→ OBJECTIVE: Pull out, word for word, everything in the entries below from the line containing "Spot the window in" down to the line containing "[[306, 71]]", with both of those lines included.

→ RECORDS SHOWN:
+===+

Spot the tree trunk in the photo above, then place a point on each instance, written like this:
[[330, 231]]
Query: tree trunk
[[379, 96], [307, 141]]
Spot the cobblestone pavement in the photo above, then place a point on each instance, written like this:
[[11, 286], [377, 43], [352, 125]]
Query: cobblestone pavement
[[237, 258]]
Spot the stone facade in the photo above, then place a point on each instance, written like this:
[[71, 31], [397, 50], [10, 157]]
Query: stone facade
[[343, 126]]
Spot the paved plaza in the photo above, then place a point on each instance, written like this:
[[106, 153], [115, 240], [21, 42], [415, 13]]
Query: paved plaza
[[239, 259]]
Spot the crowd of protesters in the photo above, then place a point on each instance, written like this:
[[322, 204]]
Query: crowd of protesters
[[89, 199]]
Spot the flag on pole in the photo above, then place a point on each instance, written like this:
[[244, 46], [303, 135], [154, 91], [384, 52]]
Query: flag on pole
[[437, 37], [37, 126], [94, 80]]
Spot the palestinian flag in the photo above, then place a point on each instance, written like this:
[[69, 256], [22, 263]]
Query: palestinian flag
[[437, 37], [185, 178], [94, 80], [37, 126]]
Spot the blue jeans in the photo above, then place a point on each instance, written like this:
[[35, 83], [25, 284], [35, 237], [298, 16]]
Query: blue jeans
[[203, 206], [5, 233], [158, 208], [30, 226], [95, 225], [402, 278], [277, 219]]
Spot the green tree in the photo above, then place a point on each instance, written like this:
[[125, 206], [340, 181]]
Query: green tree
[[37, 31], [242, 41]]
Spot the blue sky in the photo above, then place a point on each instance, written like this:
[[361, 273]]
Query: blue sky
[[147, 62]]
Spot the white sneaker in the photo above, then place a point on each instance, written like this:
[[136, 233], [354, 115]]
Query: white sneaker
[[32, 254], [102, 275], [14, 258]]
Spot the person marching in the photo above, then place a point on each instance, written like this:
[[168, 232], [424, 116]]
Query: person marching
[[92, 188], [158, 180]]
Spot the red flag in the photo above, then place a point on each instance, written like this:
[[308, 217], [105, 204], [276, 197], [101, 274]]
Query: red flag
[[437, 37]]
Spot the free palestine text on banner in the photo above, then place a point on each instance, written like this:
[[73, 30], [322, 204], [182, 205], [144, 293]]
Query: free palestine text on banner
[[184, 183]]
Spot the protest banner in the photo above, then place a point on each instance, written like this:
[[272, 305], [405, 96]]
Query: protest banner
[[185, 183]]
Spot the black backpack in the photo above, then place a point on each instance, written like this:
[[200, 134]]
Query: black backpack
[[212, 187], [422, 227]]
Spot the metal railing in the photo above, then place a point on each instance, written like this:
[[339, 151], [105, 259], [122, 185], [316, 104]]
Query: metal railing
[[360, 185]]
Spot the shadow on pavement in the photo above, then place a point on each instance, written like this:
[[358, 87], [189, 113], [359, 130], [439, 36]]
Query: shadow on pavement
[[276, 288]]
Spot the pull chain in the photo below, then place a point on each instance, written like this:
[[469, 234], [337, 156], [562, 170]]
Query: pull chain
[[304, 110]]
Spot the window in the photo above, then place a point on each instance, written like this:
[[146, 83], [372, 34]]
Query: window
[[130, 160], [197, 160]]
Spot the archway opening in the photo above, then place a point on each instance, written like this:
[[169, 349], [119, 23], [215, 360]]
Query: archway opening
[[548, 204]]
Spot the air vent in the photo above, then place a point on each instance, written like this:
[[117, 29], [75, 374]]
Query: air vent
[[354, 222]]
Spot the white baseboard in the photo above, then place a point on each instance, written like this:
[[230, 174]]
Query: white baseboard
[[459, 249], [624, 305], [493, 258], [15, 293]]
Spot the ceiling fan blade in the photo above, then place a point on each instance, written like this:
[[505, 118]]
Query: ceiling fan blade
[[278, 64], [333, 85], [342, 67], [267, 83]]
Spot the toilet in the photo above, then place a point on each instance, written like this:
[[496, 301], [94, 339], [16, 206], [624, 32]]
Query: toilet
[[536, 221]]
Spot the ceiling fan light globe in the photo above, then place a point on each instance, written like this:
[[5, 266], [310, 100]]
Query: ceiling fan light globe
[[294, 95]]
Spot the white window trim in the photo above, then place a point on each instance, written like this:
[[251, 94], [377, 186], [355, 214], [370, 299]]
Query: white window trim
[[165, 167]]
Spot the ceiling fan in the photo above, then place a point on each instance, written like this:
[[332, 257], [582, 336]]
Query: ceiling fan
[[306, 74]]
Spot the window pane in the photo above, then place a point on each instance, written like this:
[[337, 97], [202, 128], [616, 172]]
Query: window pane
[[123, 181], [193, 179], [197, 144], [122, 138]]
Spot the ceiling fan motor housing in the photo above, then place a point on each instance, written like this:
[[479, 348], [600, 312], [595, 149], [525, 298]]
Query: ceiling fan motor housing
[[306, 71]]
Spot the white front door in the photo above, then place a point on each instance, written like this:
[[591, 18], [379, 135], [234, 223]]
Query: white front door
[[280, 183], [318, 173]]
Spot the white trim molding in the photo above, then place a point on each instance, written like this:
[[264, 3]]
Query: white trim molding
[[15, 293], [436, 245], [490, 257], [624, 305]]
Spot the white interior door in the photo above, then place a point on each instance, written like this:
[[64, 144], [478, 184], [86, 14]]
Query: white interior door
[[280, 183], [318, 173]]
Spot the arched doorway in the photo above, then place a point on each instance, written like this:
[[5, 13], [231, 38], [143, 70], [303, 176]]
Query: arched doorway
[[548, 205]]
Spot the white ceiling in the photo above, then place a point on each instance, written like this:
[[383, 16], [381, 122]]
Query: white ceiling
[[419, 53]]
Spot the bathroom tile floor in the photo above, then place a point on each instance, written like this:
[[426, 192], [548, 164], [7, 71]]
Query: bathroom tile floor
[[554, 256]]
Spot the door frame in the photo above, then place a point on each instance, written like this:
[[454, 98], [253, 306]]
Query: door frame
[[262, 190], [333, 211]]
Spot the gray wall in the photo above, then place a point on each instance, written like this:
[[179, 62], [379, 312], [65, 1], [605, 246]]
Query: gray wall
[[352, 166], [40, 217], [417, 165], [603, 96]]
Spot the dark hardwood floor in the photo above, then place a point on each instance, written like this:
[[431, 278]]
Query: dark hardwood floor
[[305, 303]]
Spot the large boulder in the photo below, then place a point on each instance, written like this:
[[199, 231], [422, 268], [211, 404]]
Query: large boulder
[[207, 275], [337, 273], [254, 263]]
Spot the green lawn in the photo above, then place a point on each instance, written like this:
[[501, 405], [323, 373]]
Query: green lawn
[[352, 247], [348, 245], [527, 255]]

+===+

→ RESPONSE TO THE EXERCISE:
Spot the window in the photo above, then place a point on each instance, written like this:
[[146, 83], [372, 34]]
Query: window
[[130, 160], [197, 160]]
Spot the archway opening in the photo above, then place a point on each instance, written like this:
[[169, 349], [119, 23], [215, 360]]
Query: archway opening
[[548, 204]]
Spot the air vent in the photo above, then place a point on each instance, written like this:
[[117, 29], [75, 374]]
Query: air vent
[[354, 222]]
Spot the white baseboard in the photo above, then place a point on each instance, written like this:
[[230, 174]]
Query: white baseboard
[[459, 249], [624, 305], [493, 258], [15, 293]]
Spot the ceiling fan blade in the photo above, then place a point on each instance, written like this:
[[505, 118]]
Query: ceiling fan blade
[[278, 64], [333, 85], [342, 67], [267, 83]]
Spot the toilet in the photo above, then place a point on each instance, written like this:
[[496, 301], [94, 339], [16, 206], [624, 32]]
Query: toilet
[[536, 221]]
Spot the ceiling fan light globe in the photo above, then place a point on each instance, written like this:
[[5, 266], [310, 100]]
Query: ceiling fan light globe
[[294, 95]]
Spot the white window trim in the photo above, then place a point on each instance, written like this:
[[251, 94], [377, 186], [355, 214], [370, 299]]
Query: white window trim
[[165, 167]]
Spot the ceiling fan in the photo above, then place a point on each instance, written like this:
[[332, 257], [582, 336]]
Query: ceiling fan
[[306, 74]]
Spot the window pane in the photo above, then place a point on each instance, written like this:
[[337, 97], [202, 128], [616, 172]]
Query: window pane
[[123, 181], [193, 179], [197, 144], [122, 138]]
Spot the ceiling fan motor housing in the photo above, then place a point on each instance, written like this:
[[479, 348], [600, 312], [595, 149], [525, 298]]
Query: ceiling fan motor housing
[[306, 71]]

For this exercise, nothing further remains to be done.